→ **REQUIRED WORK**
(A) Using the childhood asthma excerpt, explain why the second-stage analysis had fewer cases and controls than the number of questionnaires received.
(B) According to the childhood asthma excerpt, how many weeks were allocated for the questionnaire collection process?
(C) Please return the passage of the childhood asthma excerpt from "In final multivariate" to "siblings, and use of antibiotics during pregnancy.", copied word for word.

→ **EXCERPT**

------------------------------------

The incidences of childhood asthma were 32.6% (95% confidence interval: 31.6, 33.6) and 14.1% (95% confidence interval: 13.6, 14.6) among the 8,226 children of asthmatic mothers and the 18,039 children of nonasthmatic mothers, respectively. From the cohort, 5,226 cases of childhood asthma were identified and 104,520 matched controls were selected for the first stage of the study. Table 1 displays characteristics available at the first stage for cases and controls, crude rate ratios, and adjusted rate ratios from the multivariate first-stage analysis. The most important determinants associated with the incidence of childhood asthma, in terms of rate ratio magnitude, were asthma during pregnancy, a previous diagnosis of allergic rhinitis and atopic dermatitis in the child prior to the index date, having at least 1 prescription for antibiotics filled prior to the index date or within the first 6 months of life, male gender, and use of antibiotics during pregnancy.

View this table: [in this window] [in a new window]   Table 1. Characteristics of Childhood Asthma Cases and Matched Controls Obtained From 3 Administrative Databases (First Stage of Sampling), Quebec, Canada, 1990–2002

 
At the end of the 23 weeks allocated for the questionnaire collection process, 43.5% of the 3,804 mailed questionnaires had been received (780 cases and 873 controls) (Figure 1). After discarding 75 questionnaires that had been completed for the wrong child, we had questionnaire information on 745 cases and 833 controls available for use in the second-stage analysis (639 cases and 724 controls born to asthmatic mothers and 106 cases and 109 controls born to nonasthmatic mothers). Questionnaire responders and nonresponders were similar with regard to most of the 20 variables available in the databases, except for small statistically significant differences for receipt of social welfare, level of education, area of residence, mode of delivery, and pregnancy in the preceding year (data available upon request). Table 2 displays the distribution of second-stage potential determinants for questionnaire responders, along with crude odds ratios for childhood asthma.

View this table: [in this window] [in a new window]   Table 2. Characteristics of Childhood Asthma Cases and Matched Controls Whose Mothers Answered the Postal Questionnaire (Second Stage of Sampling), Quebec, Canada, 1990–2002

 
In final multivariate analyses (Table 3), several determinants were statistically significantly associated with increased risk of childhood asthma: a previous diagnosis of bronchopulmonary disease in the child prior to the index date, oxygen administration after birth, a prior diagnosis of atopic dermatitis, maternal receipt of social welfare, filling of 1 or more antibiotic prescriptions for the child prior to the index date or within the first 6 months of life, maternal asthma during pregnancy, maternal report of asthma in the child's father, male gender, asthma in the child's siblings, and use of antibiotics during pregnancy.

------------------------------------

(Saved data entries)

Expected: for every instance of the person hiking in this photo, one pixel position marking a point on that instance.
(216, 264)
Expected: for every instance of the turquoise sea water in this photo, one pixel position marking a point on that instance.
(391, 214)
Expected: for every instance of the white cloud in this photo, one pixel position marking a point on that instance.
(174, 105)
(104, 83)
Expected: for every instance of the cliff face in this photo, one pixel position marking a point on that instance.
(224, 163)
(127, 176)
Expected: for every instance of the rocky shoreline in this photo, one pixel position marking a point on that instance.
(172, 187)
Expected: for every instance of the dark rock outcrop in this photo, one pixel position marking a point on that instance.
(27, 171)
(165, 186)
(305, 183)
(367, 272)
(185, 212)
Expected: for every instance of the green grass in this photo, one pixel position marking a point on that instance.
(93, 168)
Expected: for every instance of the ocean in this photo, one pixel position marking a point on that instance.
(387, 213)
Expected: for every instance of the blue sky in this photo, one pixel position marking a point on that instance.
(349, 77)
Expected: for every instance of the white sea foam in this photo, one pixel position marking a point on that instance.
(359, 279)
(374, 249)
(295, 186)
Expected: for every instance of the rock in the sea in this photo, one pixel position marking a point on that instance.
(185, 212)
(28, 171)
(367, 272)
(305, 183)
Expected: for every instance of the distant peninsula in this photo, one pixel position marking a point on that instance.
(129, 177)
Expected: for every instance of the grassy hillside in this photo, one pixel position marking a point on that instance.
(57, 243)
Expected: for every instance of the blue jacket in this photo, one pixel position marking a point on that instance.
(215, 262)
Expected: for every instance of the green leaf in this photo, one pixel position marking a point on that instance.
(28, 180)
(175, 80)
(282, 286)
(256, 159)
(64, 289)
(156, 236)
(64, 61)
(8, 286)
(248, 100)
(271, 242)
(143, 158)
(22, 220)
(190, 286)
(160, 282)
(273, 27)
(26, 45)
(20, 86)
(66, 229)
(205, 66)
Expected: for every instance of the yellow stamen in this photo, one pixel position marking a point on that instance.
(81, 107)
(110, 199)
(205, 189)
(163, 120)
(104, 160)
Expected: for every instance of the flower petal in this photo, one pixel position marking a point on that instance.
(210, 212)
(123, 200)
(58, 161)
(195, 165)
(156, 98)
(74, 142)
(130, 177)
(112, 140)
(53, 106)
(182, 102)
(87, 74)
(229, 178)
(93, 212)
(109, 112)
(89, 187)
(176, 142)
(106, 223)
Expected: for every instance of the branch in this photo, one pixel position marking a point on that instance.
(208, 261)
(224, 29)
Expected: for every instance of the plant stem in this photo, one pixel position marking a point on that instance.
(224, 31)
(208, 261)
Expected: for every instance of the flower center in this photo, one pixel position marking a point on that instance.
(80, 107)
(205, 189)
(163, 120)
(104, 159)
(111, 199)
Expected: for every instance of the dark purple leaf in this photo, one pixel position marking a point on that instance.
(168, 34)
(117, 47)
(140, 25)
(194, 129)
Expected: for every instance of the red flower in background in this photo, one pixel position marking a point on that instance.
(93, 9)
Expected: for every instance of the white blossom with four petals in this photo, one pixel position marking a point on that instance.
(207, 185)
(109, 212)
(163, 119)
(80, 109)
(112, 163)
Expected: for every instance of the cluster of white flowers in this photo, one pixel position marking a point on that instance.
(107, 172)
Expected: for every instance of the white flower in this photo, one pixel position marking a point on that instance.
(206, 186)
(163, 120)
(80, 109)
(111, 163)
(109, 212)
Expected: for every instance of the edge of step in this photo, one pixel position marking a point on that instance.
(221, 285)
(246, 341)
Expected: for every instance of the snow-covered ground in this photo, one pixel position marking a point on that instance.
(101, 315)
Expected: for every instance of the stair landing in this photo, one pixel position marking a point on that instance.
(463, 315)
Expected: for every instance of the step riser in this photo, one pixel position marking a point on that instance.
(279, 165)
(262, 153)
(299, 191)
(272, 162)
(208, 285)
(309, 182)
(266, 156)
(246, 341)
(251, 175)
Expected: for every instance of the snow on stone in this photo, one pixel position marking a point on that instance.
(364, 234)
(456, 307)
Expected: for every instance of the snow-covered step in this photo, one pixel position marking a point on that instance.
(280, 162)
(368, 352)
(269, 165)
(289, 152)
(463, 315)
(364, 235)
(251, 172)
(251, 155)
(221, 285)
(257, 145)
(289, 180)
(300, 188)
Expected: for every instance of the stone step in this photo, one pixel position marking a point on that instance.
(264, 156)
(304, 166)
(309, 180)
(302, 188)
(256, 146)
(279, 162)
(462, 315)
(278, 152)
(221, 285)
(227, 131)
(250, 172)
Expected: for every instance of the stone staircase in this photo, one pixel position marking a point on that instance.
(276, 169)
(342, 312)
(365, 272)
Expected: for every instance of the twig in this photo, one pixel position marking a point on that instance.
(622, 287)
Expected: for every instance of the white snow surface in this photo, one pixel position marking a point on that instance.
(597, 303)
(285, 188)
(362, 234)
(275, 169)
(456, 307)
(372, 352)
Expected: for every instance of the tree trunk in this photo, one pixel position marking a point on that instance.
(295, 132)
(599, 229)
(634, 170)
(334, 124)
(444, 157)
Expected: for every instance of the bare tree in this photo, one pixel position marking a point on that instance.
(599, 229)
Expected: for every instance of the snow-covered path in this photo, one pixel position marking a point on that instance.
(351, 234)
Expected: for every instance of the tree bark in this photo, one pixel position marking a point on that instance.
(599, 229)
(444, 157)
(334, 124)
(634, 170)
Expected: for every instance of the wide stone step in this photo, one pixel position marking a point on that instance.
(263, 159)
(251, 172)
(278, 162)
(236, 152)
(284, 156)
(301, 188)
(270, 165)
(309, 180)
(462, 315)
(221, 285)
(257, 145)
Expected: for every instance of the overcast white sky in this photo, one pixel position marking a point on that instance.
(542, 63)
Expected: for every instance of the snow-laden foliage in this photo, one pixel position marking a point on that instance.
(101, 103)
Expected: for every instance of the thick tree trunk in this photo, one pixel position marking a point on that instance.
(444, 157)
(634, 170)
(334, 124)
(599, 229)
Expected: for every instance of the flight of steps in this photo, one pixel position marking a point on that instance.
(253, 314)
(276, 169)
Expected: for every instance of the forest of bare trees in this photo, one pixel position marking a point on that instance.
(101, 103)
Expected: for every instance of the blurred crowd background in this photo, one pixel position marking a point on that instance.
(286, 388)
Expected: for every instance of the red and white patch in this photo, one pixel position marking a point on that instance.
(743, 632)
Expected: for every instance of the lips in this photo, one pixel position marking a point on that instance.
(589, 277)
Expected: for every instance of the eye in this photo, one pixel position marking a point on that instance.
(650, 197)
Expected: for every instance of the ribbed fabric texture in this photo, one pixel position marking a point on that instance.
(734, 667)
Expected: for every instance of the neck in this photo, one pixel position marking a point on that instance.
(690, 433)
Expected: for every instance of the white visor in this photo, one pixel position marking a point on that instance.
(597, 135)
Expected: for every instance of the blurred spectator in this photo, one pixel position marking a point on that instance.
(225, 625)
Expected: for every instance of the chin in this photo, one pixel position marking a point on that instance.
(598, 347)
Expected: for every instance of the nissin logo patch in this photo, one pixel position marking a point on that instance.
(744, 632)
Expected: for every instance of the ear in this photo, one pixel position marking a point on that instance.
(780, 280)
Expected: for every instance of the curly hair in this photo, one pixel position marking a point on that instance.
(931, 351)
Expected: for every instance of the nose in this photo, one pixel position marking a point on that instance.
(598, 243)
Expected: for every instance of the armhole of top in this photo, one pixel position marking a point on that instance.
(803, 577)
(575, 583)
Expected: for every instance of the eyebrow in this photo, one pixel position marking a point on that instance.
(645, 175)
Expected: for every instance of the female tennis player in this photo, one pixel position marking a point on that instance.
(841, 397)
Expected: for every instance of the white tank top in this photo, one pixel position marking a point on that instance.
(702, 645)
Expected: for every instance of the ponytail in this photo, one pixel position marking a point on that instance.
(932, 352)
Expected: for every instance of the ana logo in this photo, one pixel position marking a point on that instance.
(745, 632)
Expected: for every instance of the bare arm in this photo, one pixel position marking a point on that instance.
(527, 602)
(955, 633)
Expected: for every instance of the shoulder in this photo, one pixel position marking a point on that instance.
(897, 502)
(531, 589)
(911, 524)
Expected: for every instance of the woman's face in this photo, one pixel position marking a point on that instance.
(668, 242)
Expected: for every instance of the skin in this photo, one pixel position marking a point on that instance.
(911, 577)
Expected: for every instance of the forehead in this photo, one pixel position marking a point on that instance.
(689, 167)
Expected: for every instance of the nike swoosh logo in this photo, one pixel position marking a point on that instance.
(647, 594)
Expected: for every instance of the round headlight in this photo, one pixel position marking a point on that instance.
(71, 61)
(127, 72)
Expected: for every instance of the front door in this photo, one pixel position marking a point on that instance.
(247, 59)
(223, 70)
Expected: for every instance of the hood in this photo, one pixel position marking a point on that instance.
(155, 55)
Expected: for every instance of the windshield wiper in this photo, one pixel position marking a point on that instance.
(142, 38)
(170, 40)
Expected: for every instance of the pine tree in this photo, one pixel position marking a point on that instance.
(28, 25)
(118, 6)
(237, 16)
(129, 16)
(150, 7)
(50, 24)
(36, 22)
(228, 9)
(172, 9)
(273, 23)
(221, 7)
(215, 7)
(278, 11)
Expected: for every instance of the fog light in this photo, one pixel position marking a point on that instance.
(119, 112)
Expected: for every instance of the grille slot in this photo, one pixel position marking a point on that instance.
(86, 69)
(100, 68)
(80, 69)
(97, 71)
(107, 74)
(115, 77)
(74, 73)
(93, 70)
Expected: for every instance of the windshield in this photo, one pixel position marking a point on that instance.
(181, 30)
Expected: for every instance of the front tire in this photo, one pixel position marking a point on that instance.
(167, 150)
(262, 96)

------------------------------------

→ **SOLUTIONS BY TASK**
(A) Of the questionnaires received (780 cases and 873 controls), 75 had been completed for the wrong child and were discarded. That left questionnaire information on 745 cases and 833 controls for the second-stage analysis.

(B) 23 weeks.

(C)
In final multivariate analyses (Table 3), several determinants were statistically significantly associated with increased risk of childhood asthma: a previous diagnosis of bronchopulmonary disease in the child prior to the index date, oxygen administration after birth, a prior diagnosis of atopic dermatitis, maternal receipt of social welfare, filling of 1 or more antibiotic prescriptions for the child prior to the index date or within the first 6 months of life, maternal asthma during pregnancy, maternal report of asthma in the child's father, male gender, asthma in the child's siblings, and use of antibiotics during pregnancy.